• What you have to do
Extend the parent comments on King Middle School, picking up after their final sentence.

This being said, I find that King is a mixed bag of a school with good and bad teachers, and a pretty weak curriculum, particularly in English. From my limited knowledge, the drug/alcohol issue exists at King but does not appear worse than at other middle schools where friends' kids go.
It is both sad and amusing to read the very different perspectives held by parents and staff at King Middle School regarding the availability of drugs and alcohol at King. Some parents believe that drugs and alcohol are rampant at the school whereas the staff believe that use is rare and usually off-campus. It would be useful for parents if some actual data are presented to bridge these very different viewpoints. For example, the administration at King could talk with the counselor and VP's and then present data regarding the number of episodes of these problems for last year. How many students were involved? More importantly, they could outline what their plan is for dealing with drug and alcohol availability on campus and summarize the effectiveness of their plan for the last year. Perhaps this type of self-evaluation and public reporting would encourage the administration and staff to determine how much of a problem they have and whether their ways of dealing with it are working. This could spur new efforts by staff, keep parents informed, and lessen the spreading of incorrect or exaggerated information. Anonymous
After a rather tumultuous first year at King Middle School with a teacher who has had major difficulties in the classroom, we're hoping to appeal to our child's counselor to let us ''suggest'' teachers for next year. I would appreciate hearing any recommendations for outstanding 7th grade teachers at King in any subject, especially in terms of their ability to manage a diverse classroom while at the same time providing a stimulating environment for students who have a high academic potential.

• Provided information
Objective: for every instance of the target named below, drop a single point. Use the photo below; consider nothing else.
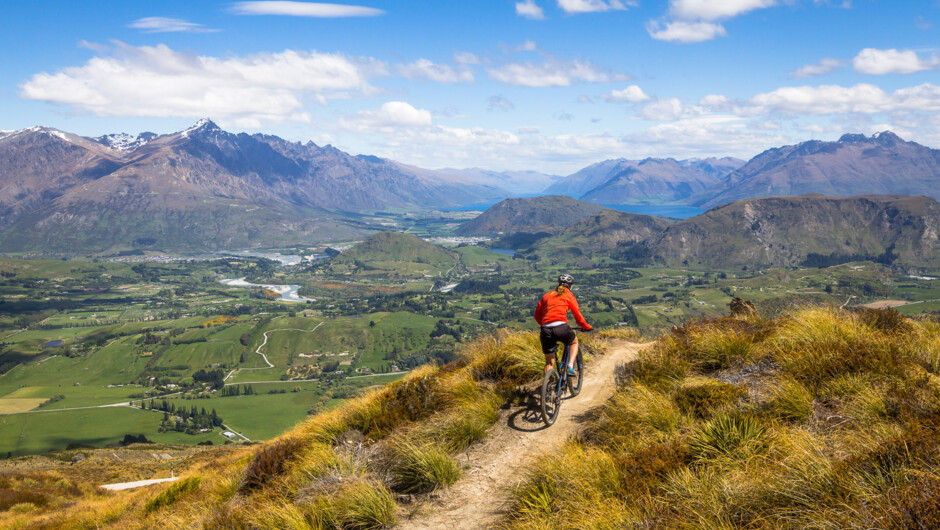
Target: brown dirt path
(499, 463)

---

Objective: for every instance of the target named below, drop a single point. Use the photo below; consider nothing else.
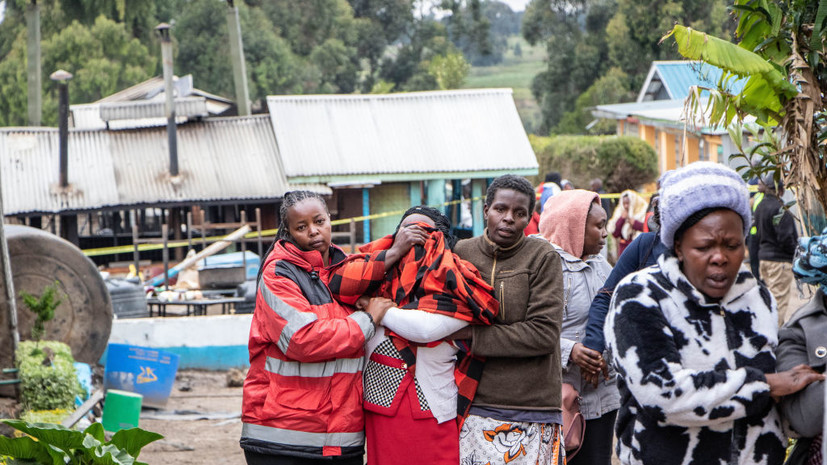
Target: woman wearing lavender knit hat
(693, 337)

• Exercise response
There are so many excellent teachers at King for 7th and 8th grade. 6th grade is a different experience because the kids only have one core teacher. In 7th and 8th grade your child will have a completely new experience with working with teachers for specific classes.
Don't lose heart. My child had many SUPERIOR teachers at King in 7th and 8th grade. I don't think it would be fair to mention the specific teachers my child had since she only experienced one teacher for each subject. My daughter went to private school in elementary school and I was hesitant to send her to King. However, I am now convinced that the private schools my friends kids went to did not have teachers who were any better or even as good as the many excellent teachers my daughter experienced at King.
As we all know, there are classes from HELL for the teacher as well as for the students who want to learn. Your child may not have had a very experienced teacher and/or it could have been one of those classes teachers hope never to experience again. A particular group of kids can ruin a class for those who really want to learn.
If your child has "high academic potential", he/she will be taking classes next year which will separate her from the kids who take the easier road. Don't despair. My daughter has pals from King who I am sure will be accepted at Harvard or Columbia three years from now. And I believe their teachers for King can take credit for inspiring the kids to work to their potential.
My daughter was crazy about most of her teachers at King in 7th and 8th grade. If she wasn't in love with them, she realized at least she was learning alot from them.
I will be forever greatful to the teachers at King who inspired my child to write even longer papers than assigned because she wanted them to be thrilled with her. I am thankful to her advanced math teacher who was not young or cute, but such a good teacher that she could really acknowledge him for that! I am delighted that her Spanish teacher was so charming that it was fun to learn. And the history teacher that was so funny with the stories he made up that she couldn't wait to get to his class.
You don't need to "suggest" to the counselor...I think your child's academic success will create a situation where he/she will be with other good students with good teachers.
A BIG FAN OF KING!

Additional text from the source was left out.